▶ Problem
Only the lines from the one containing "Could you point to every instance of the classroom" through the last line of the entries are wanted. Transcribe them exactly.

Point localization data
------------------------------

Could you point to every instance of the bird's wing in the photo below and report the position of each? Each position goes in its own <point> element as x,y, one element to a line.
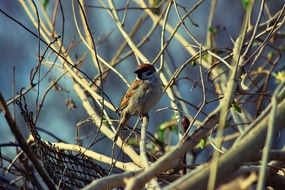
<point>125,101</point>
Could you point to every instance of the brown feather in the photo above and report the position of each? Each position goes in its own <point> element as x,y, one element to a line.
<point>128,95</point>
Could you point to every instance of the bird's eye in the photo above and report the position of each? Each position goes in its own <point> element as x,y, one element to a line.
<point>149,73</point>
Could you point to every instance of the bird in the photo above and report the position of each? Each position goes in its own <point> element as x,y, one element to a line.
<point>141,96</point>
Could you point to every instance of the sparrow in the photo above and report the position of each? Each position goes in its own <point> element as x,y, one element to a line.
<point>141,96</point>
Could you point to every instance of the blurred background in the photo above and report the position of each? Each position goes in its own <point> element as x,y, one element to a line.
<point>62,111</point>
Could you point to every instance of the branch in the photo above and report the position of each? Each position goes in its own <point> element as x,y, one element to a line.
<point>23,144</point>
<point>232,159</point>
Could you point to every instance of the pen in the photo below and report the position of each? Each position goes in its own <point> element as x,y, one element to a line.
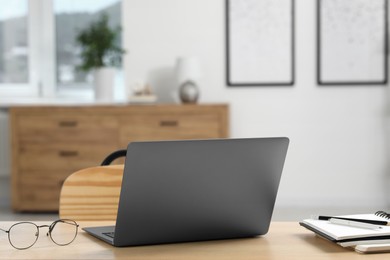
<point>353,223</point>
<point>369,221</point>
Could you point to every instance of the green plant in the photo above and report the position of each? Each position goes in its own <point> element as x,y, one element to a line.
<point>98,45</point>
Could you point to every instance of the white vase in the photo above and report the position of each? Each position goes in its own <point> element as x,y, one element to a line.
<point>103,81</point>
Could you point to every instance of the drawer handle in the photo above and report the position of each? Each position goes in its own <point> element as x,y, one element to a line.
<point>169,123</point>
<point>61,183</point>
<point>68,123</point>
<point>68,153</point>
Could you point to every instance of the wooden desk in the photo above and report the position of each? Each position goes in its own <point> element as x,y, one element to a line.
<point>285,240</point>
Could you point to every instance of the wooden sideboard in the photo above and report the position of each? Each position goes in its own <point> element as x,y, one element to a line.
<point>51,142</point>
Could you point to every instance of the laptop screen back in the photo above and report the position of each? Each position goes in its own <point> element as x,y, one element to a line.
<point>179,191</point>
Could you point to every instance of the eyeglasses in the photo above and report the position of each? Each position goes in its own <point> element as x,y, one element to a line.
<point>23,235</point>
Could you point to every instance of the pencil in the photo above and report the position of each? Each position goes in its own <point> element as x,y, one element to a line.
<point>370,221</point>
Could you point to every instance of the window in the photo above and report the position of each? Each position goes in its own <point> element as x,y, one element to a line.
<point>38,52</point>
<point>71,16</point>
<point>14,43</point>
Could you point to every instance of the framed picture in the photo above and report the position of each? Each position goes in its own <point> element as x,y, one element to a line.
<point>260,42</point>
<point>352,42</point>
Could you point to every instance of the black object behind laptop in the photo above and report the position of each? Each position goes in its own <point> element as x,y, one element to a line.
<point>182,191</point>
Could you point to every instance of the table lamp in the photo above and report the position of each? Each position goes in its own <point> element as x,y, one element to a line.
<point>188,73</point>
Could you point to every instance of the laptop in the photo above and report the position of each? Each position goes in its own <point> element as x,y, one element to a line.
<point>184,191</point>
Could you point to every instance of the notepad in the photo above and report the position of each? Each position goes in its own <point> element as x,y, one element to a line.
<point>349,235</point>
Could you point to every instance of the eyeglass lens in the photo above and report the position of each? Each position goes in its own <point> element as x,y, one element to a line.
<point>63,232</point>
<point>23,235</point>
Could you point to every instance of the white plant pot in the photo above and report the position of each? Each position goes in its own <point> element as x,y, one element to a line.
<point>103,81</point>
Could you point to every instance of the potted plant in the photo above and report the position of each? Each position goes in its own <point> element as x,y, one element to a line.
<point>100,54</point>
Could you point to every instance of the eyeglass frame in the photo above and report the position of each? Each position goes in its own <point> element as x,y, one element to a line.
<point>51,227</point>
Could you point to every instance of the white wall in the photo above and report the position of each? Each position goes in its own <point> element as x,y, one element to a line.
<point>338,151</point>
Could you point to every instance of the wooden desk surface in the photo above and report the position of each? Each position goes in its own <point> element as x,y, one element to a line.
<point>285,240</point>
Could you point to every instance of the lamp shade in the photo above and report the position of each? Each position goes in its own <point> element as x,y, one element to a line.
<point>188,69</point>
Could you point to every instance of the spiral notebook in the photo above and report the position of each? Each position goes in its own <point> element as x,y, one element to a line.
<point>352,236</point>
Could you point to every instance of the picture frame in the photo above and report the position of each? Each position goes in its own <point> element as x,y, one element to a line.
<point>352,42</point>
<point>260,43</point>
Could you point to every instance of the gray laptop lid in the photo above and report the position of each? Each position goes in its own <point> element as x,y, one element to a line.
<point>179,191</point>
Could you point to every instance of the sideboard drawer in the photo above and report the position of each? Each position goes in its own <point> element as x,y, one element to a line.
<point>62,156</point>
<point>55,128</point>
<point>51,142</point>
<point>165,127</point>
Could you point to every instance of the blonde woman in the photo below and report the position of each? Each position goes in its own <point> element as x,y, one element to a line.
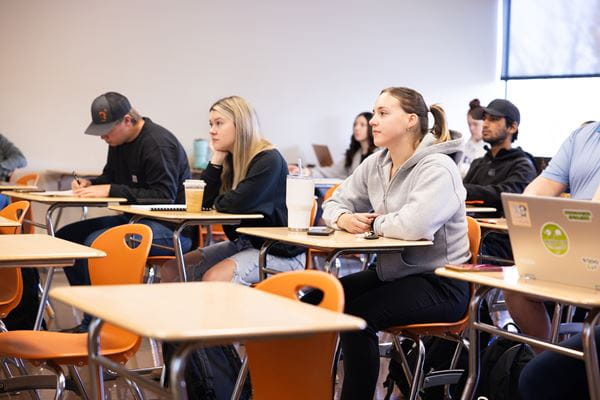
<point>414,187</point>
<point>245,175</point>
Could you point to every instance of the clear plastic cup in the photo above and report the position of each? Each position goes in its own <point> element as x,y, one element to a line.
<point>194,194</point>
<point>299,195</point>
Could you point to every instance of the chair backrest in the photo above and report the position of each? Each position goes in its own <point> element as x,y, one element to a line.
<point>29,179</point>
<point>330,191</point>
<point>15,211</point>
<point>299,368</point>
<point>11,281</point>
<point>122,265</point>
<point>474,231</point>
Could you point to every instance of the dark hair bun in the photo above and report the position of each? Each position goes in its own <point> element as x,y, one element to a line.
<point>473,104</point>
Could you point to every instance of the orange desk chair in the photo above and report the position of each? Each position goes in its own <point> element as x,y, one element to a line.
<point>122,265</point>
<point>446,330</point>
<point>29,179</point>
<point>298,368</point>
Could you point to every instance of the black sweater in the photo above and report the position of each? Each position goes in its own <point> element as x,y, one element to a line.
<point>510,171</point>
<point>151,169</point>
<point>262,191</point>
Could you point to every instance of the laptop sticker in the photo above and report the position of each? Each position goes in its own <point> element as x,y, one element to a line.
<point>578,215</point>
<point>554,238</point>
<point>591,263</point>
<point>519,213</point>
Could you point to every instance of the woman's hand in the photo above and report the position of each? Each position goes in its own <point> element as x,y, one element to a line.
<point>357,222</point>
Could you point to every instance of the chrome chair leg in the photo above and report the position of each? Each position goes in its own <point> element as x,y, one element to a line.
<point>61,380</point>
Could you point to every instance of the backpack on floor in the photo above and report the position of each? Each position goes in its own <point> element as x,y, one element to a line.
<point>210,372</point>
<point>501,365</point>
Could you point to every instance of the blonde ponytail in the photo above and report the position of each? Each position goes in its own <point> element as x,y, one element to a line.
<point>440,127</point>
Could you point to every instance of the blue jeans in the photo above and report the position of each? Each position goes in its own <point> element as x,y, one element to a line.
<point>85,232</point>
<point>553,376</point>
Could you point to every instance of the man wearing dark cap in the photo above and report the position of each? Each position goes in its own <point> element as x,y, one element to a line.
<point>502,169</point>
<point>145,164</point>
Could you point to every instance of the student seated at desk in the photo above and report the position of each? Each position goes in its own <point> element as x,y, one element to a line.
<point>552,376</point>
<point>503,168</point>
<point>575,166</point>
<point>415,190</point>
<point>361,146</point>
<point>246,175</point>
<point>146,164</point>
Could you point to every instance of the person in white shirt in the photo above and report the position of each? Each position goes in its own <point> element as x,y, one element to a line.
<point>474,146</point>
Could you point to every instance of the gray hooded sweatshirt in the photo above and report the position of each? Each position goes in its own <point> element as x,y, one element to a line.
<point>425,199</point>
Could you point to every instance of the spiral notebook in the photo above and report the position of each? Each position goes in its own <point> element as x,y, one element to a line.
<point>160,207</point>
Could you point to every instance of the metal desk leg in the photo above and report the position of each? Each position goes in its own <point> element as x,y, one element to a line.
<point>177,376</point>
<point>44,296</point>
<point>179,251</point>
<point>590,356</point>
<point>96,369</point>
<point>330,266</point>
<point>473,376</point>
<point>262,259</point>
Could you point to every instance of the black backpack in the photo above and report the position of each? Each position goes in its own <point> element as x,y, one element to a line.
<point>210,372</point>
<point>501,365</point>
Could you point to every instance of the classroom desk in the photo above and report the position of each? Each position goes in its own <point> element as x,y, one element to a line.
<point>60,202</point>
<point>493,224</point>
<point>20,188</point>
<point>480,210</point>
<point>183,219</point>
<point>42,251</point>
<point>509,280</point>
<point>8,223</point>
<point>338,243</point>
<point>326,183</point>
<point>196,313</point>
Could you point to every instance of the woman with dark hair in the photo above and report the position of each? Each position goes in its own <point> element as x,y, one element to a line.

------------------------------

▶ Response box
Could you point to every instance of the classroom desk in the photo above and report the position of each? Each position goes in its own <point> element as x,y, one element to a line.
<point>60,202</point>
<point>493,224</point>
<point>20,188</point>
<point>480,210</point>
<point>183,219</point>
<point>42,251</point>
<point>509,280</point>
<point>8,223</point>
<point>338,243</point>
<point>326,183</point>
<point>196,313</point>
Could you point to every instance of the woman with dark hair in the photo above and report the position of each? Each position goes in its own <point> element as x,y, one element to a line.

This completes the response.